**EXTRACTED ENTRIES:**
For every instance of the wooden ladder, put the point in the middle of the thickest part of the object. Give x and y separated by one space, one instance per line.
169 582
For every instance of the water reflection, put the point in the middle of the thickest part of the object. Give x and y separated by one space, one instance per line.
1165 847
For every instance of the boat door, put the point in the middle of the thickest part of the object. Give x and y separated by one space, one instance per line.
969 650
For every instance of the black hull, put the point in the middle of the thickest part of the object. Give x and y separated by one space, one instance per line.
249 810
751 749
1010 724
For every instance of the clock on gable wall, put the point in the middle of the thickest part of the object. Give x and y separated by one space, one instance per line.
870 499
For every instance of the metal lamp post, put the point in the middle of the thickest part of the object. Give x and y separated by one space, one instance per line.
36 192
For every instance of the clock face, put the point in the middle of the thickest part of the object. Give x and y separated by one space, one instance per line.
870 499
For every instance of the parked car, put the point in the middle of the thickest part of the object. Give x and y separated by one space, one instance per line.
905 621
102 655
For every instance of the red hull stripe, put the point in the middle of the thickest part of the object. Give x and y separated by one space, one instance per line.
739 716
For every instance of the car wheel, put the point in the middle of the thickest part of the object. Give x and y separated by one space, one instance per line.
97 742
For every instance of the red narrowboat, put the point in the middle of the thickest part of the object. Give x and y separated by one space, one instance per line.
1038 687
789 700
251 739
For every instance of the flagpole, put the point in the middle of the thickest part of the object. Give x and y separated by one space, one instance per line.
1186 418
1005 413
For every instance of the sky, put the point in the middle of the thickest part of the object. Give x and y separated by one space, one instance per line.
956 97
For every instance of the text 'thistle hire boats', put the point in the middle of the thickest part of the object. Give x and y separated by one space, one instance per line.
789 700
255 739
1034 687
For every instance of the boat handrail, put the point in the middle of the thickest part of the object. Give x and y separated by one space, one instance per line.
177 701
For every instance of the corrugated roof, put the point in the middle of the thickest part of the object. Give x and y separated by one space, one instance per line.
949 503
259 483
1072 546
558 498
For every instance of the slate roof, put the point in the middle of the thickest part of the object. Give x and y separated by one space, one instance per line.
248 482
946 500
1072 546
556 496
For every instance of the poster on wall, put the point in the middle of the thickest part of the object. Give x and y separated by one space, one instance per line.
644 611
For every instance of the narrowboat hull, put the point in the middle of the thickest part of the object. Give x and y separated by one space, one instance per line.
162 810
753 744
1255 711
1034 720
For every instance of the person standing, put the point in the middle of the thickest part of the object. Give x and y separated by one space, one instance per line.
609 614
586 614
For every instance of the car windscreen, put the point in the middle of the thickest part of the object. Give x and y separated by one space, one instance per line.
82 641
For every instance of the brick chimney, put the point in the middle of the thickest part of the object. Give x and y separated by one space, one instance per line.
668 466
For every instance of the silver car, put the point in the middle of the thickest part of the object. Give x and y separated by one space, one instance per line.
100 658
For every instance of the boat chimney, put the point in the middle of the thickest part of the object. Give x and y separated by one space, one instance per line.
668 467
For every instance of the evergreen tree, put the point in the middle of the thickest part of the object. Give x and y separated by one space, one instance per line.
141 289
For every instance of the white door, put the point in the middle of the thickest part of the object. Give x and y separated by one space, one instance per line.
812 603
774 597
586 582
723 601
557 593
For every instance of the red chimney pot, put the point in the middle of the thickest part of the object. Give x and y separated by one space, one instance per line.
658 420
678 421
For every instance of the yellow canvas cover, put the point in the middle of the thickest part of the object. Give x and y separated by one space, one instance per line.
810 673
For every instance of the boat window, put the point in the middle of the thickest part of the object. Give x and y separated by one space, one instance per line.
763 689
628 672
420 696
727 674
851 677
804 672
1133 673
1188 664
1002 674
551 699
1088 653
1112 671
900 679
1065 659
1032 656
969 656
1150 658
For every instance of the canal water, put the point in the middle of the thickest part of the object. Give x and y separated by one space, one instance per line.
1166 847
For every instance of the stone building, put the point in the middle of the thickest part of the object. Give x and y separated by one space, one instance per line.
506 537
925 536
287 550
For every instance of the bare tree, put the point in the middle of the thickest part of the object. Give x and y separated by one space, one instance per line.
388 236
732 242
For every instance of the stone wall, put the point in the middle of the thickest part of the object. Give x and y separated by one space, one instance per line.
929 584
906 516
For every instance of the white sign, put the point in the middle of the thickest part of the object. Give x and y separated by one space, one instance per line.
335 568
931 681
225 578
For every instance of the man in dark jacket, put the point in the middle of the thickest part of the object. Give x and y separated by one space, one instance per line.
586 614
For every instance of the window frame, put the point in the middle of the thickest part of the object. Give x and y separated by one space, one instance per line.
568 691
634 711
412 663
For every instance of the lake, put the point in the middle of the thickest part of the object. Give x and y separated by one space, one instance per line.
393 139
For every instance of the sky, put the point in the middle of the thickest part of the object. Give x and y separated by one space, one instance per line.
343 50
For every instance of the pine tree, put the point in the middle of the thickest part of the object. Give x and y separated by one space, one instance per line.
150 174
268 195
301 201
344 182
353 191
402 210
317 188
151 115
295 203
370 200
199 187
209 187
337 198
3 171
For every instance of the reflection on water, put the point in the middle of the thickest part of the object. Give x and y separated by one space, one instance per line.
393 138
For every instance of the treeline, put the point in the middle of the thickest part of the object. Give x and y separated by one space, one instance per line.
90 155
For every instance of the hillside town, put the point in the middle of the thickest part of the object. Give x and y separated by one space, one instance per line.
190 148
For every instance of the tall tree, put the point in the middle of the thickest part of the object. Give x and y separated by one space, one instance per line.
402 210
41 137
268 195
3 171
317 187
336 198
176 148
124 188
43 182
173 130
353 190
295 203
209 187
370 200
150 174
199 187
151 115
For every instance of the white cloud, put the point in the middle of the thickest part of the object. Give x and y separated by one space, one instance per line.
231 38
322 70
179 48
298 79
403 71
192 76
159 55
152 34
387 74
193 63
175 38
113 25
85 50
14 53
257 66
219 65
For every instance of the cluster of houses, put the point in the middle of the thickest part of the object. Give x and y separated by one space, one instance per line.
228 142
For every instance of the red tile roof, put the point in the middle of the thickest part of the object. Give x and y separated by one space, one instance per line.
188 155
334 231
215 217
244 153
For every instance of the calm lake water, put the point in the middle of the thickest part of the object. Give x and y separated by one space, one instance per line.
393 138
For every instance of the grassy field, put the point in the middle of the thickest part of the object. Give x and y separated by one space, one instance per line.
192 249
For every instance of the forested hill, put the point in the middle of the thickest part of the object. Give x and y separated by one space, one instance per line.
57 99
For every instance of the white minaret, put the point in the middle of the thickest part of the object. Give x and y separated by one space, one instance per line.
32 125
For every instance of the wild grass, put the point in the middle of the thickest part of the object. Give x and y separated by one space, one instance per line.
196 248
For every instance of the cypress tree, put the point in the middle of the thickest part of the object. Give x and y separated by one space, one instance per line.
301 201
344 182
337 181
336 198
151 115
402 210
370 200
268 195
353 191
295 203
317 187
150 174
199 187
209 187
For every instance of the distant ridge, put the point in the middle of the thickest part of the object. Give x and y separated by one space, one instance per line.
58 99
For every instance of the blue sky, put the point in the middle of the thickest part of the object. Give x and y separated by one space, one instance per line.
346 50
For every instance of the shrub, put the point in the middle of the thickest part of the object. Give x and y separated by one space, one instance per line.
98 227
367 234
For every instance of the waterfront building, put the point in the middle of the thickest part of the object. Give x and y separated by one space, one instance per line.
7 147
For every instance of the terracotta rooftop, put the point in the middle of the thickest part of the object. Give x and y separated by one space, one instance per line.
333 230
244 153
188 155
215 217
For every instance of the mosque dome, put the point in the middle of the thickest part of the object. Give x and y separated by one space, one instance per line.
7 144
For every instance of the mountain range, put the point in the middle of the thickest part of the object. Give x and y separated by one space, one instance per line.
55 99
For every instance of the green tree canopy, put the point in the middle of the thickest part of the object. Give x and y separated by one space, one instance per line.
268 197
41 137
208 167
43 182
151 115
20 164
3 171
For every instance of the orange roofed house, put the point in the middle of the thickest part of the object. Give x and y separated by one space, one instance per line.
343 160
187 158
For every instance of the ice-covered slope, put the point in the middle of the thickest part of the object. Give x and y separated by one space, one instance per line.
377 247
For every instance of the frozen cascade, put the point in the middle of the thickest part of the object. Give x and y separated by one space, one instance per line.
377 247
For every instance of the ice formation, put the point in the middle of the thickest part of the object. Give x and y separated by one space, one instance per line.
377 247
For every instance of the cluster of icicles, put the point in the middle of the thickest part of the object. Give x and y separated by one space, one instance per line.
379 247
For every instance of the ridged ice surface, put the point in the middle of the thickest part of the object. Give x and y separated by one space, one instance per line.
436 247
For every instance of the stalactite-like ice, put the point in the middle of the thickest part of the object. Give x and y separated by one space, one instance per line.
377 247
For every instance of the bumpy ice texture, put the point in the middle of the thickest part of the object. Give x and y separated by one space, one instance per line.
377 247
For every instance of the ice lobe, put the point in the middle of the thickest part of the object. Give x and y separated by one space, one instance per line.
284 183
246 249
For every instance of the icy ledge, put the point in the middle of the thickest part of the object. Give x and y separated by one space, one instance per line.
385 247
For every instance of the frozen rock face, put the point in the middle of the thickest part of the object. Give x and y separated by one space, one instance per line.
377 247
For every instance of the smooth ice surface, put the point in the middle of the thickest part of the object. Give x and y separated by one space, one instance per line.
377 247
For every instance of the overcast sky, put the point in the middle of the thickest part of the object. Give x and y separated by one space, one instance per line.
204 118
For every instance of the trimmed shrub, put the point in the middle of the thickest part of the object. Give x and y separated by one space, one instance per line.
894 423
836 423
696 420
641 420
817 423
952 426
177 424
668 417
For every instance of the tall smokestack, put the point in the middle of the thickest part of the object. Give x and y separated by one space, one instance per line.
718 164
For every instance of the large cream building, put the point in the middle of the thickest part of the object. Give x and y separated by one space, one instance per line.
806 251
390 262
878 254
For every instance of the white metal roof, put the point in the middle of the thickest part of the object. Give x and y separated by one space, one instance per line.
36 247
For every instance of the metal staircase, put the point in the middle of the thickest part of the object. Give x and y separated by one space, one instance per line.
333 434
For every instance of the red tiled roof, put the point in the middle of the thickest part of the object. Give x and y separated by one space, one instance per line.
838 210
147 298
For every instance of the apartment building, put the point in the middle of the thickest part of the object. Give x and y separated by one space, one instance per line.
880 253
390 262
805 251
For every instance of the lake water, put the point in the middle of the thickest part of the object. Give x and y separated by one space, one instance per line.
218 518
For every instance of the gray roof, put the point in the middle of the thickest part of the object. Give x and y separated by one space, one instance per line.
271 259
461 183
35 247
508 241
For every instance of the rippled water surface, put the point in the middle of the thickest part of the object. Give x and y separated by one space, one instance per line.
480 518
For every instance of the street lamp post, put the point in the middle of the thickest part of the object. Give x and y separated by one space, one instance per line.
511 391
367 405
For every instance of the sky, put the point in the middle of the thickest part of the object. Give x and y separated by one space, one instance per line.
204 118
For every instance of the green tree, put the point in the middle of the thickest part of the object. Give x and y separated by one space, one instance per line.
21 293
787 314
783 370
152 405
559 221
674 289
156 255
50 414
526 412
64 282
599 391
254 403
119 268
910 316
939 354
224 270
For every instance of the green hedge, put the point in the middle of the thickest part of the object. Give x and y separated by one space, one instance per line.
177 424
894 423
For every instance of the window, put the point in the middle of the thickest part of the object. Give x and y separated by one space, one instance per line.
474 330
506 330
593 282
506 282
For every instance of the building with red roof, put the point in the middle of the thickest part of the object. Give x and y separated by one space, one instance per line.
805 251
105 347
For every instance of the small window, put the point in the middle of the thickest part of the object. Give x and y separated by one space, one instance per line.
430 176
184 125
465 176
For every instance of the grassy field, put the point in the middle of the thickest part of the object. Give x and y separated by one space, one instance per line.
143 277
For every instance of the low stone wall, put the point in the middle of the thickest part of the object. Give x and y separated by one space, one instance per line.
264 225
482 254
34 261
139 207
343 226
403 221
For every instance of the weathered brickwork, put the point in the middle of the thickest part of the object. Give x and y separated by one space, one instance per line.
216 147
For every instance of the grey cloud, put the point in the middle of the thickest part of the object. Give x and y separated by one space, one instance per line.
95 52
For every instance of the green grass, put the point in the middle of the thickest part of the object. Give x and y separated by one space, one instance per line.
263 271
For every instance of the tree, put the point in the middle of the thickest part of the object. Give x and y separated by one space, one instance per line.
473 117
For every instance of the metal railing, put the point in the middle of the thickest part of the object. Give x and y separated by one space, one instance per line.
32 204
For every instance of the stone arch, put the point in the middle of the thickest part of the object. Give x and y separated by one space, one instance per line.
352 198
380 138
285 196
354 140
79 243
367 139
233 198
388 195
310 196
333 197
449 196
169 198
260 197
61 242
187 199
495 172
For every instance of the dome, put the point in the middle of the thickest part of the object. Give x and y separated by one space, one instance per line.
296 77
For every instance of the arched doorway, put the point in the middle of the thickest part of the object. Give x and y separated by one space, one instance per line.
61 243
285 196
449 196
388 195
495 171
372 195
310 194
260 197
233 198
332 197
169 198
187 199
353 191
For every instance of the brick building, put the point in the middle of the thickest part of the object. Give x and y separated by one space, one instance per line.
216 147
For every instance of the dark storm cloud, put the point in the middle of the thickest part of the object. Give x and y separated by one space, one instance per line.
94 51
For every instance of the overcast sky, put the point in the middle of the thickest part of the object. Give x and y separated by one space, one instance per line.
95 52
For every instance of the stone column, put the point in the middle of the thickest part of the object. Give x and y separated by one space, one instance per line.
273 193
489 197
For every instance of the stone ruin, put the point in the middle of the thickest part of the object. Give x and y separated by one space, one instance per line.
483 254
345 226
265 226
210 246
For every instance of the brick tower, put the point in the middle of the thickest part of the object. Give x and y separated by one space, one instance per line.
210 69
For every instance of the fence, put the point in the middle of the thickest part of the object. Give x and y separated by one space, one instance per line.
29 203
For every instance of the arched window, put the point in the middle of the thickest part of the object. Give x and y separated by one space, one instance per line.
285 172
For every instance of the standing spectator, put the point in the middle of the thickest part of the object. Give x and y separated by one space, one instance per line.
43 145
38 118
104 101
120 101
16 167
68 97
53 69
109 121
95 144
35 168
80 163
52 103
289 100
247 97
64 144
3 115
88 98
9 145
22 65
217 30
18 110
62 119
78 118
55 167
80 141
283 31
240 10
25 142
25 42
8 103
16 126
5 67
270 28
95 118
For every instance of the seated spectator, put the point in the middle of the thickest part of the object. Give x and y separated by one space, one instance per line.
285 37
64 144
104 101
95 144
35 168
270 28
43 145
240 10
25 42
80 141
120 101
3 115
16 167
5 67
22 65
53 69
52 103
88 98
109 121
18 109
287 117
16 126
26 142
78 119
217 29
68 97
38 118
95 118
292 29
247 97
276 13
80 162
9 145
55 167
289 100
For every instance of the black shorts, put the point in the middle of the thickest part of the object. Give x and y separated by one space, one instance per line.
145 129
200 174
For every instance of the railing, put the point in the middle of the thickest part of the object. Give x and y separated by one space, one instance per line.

**TASK PROMPT:**
Beginning with the line that contains "For every instance of the brick tower, put", quote each line exactly through the last line of the entries above, and nothing beyond them.

**RESPONSE FOR THIS EXERCISE:**
For every instance of the brick tower, put the point in the middle of the thickest part of the object. Give x and y separated by one space, one instance per line.
210 69
For every instance of the fence, put the point in the middle of the thickest part of the object. Give x and y separated by one space, one instance per line.
29 203
For every instance of the arched window, put the point in the middle of the thickest part of the object. Give x and y separated by one space, one instance per line.
285 172
For every instance of the standing spectator, put the point in the middle of the thickest part of the object. Give x and y separated by one space, one instance per line.
43 145
38 118
104 101
120 101
16 167
68 97
53 69
109 121
95 144
35 168
80 163
52 103
289 100
247 97
64 144
3 115
88 98
9 145
22 65
217 30
18 110
62 119
78 118
55 167
80 141
283 31
240 10
25 142
25 42
8 103
16 126
5 67
270 28
95 118
For every instance of the seated spectator, put the point in the middle of the thickest part of the object. Give x and y separated by one space, one instance per line.
285 37
64 144
104 101
95 144
35 168
270 28
43 145
240 10
25 42
80 141
120 101
3 115
16 167
5 67
22 65
53 69
52 103
88 98
109 121
18 109
287 117
16 126
26 142
78 119
217 29
68 97
38 118
95 118
292 29
247 97
276 13
80 162
9 145
55 167
289 100
For every instance of the black shorts, put the point in the middle of the thickest part of the object. Give x and y separated by one space, one instance per line.
145 129
200 174
For every instance of the railing, put the point in the middle of the thickest part of the object. Give x and y separated by one space, one instance per line.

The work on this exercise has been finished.